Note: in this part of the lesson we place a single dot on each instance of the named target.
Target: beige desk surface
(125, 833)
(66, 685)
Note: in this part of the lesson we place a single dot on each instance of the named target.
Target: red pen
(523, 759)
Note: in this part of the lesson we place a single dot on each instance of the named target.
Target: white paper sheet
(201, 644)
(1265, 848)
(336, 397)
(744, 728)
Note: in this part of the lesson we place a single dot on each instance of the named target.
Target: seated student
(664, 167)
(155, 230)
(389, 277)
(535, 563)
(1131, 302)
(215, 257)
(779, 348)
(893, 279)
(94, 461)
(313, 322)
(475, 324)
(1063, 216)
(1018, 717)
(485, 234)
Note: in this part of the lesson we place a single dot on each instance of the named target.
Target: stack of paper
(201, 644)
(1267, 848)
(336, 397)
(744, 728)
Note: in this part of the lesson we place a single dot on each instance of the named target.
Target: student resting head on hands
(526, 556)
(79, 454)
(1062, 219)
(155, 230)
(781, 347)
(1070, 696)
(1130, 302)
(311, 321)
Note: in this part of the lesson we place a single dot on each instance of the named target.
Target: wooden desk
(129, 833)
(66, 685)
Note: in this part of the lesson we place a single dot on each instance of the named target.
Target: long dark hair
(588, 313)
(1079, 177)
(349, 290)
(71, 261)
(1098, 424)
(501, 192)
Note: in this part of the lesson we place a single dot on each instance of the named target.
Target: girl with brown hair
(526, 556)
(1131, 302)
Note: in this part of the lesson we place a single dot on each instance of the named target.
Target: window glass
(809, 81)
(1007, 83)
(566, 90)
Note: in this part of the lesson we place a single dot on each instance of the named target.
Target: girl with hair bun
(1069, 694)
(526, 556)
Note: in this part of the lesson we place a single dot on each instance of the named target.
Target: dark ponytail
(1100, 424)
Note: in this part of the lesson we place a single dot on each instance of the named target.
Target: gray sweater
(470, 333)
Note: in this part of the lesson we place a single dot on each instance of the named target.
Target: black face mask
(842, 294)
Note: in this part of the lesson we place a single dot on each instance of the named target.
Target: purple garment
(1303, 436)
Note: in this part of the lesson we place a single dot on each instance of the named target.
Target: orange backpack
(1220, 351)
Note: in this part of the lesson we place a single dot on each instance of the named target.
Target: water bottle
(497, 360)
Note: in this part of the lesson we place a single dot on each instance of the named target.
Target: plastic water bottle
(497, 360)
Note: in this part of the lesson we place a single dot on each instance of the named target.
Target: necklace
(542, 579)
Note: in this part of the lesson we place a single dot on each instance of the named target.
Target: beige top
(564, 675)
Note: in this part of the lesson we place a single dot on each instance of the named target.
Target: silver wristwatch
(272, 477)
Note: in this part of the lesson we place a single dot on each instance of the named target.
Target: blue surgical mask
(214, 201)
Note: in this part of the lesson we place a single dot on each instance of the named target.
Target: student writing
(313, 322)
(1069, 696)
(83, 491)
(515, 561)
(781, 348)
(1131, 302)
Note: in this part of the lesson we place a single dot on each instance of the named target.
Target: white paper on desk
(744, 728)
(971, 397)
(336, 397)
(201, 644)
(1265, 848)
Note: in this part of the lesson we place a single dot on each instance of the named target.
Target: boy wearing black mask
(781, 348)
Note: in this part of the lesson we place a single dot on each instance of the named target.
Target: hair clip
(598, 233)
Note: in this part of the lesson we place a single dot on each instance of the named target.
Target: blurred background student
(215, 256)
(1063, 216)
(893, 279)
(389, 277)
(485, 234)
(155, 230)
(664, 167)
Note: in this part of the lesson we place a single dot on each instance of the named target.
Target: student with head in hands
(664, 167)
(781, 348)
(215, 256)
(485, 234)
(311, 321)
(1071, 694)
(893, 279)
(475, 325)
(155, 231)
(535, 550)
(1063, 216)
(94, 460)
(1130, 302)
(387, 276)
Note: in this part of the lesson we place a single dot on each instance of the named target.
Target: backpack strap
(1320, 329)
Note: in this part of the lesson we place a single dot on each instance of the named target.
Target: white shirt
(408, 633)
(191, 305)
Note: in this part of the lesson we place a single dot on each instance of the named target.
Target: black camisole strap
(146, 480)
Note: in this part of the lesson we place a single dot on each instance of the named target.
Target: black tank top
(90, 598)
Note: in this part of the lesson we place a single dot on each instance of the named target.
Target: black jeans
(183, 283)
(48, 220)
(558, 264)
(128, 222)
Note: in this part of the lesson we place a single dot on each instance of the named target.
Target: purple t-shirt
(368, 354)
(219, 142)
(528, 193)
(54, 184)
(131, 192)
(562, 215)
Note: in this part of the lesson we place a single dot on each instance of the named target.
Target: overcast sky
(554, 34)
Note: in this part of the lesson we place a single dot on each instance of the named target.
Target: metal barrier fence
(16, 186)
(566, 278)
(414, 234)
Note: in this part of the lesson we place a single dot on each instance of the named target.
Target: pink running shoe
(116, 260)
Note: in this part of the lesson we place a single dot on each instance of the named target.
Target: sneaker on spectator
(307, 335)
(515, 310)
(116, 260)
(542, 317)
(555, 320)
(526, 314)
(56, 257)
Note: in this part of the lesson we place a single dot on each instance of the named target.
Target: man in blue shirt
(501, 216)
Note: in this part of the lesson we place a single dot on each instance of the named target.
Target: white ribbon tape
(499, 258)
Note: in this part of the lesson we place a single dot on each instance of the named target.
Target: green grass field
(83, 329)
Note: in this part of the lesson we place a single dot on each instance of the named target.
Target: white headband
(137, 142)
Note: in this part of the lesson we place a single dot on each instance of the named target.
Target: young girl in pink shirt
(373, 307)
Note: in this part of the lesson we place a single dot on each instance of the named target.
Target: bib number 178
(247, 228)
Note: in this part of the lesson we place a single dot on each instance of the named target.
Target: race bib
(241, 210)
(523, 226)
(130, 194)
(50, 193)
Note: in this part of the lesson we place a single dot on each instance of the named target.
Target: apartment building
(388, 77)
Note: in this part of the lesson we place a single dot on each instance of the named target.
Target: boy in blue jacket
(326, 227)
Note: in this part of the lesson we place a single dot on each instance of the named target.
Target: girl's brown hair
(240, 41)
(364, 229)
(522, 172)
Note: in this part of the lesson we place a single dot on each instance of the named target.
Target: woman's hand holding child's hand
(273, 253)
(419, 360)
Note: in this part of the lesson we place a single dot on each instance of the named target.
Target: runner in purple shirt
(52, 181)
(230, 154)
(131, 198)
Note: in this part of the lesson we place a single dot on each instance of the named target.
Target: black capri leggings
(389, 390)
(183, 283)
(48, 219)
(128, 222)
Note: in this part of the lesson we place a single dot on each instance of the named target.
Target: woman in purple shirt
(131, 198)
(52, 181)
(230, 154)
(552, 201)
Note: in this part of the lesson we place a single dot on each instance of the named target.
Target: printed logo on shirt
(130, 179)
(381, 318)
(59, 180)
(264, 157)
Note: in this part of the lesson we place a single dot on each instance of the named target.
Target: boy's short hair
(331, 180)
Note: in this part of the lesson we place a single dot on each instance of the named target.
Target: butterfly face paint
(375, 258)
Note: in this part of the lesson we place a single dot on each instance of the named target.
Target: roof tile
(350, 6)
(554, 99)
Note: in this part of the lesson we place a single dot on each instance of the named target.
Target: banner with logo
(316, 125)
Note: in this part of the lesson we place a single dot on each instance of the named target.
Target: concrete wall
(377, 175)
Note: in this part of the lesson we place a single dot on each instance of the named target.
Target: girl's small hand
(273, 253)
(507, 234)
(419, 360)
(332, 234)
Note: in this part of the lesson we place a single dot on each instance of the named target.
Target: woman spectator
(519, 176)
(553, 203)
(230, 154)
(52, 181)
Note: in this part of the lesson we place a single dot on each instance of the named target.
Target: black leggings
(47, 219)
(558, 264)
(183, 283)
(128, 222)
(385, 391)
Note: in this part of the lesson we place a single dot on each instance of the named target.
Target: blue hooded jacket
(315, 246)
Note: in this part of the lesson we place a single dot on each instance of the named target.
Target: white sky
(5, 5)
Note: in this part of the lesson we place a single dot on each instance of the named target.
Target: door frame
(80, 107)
---
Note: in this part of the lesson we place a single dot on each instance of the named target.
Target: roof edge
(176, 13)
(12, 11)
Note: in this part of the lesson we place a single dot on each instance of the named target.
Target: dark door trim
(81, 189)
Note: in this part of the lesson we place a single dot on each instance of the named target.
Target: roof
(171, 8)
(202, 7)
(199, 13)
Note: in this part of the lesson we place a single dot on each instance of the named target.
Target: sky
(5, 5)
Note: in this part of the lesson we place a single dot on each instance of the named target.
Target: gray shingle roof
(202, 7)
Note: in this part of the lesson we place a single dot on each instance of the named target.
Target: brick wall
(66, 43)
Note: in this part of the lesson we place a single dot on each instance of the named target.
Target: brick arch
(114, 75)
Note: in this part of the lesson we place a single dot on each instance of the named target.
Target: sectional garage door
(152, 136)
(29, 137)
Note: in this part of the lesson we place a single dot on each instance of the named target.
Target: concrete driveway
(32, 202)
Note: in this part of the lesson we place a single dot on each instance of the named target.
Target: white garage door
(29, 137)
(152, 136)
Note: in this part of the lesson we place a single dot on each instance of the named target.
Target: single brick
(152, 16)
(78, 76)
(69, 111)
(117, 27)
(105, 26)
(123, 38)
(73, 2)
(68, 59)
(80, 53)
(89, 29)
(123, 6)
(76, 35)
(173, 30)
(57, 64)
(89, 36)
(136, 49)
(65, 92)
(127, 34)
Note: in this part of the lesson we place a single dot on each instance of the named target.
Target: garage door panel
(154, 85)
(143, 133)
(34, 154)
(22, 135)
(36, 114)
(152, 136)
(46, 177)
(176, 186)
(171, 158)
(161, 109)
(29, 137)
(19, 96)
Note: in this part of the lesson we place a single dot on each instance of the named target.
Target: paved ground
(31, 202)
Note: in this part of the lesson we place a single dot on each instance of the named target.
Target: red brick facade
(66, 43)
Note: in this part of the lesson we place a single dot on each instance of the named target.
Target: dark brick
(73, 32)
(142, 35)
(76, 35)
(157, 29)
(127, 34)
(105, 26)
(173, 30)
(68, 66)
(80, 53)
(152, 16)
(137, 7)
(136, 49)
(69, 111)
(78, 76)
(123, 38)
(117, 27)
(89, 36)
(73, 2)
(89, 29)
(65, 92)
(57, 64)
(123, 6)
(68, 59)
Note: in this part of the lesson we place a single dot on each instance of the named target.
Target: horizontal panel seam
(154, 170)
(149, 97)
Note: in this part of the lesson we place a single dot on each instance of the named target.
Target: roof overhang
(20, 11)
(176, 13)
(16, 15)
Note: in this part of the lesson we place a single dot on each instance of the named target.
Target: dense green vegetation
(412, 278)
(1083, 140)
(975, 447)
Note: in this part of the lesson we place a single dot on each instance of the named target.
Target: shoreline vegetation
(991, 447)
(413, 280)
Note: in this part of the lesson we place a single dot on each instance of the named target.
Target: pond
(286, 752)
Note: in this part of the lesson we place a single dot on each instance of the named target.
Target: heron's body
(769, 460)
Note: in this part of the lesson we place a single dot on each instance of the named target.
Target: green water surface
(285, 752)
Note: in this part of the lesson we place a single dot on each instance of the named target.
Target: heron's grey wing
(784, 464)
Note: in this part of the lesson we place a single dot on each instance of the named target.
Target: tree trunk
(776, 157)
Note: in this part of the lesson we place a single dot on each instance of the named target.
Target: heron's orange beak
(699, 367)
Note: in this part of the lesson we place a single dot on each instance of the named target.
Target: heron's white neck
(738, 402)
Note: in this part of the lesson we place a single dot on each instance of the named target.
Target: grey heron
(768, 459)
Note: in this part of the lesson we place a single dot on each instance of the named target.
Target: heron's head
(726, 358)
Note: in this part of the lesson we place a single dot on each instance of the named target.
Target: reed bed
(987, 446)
...
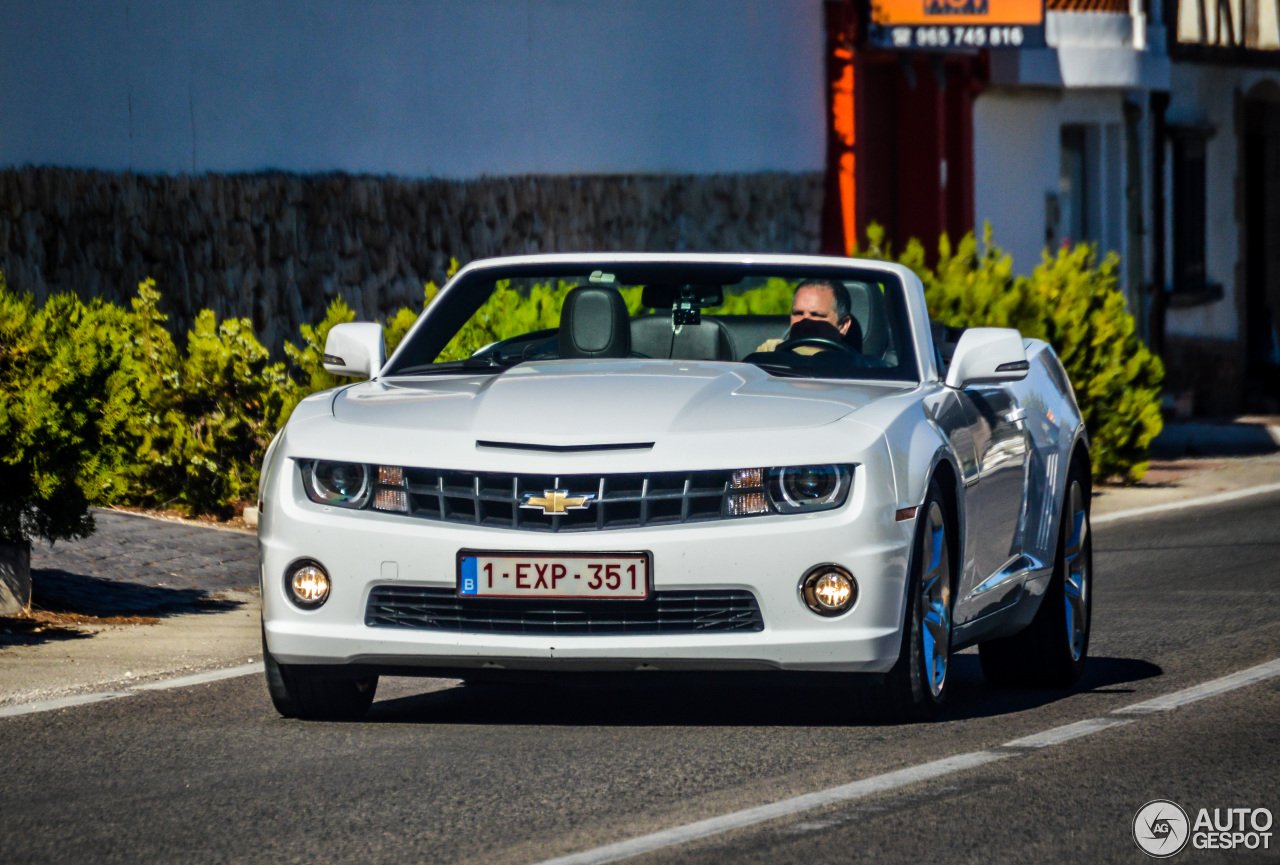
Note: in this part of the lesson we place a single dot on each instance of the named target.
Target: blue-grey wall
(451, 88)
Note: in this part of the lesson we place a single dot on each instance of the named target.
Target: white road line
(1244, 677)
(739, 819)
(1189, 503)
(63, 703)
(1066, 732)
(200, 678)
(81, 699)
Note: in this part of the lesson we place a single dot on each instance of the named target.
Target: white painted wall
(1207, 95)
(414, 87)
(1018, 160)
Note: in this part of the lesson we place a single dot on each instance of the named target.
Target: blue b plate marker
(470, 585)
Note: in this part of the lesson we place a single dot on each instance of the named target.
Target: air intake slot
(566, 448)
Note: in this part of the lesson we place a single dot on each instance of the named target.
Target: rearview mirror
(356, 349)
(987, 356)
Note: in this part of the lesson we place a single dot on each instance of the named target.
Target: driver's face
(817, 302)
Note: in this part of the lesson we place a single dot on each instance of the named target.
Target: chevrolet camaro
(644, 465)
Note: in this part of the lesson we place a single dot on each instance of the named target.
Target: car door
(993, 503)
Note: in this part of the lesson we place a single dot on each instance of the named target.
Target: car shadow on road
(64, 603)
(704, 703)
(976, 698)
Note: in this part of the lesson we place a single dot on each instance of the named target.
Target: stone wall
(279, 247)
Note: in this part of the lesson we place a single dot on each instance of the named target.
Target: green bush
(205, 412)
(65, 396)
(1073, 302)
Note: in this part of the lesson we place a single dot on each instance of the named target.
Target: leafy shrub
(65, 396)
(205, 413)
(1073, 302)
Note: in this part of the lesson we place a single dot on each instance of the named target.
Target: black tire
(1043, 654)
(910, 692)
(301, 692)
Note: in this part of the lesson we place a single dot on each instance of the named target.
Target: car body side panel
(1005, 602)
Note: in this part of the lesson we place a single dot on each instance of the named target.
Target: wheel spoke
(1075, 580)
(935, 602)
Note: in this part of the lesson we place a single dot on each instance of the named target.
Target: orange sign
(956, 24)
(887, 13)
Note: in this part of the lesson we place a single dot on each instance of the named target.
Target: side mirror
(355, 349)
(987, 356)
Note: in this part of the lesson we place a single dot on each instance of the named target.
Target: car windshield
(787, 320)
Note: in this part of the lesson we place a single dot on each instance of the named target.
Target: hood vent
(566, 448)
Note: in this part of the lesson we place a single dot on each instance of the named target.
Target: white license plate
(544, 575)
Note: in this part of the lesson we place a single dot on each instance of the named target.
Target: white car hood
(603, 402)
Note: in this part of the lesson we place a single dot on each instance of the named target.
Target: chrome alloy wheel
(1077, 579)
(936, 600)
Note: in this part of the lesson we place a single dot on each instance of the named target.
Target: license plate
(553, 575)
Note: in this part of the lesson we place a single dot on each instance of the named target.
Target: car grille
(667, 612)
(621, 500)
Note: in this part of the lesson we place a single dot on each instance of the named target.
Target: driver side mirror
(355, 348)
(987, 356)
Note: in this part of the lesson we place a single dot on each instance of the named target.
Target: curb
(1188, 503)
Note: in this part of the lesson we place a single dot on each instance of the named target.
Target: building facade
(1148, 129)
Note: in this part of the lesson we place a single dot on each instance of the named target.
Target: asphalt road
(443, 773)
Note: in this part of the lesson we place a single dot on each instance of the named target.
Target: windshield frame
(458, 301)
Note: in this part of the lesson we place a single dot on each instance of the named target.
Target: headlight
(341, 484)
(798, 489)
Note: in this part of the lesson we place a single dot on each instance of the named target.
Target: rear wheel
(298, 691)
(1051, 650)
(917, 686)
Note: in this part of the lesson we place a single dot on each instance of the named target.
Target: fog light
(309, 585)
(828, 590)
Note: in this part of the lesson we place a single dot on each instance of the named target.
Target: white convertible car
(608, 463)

**Written request**
Return every line of the rows above that contains the word "concrete", matching its case exactly.

**Response**
Target: concrete wall
Target: concrete driveway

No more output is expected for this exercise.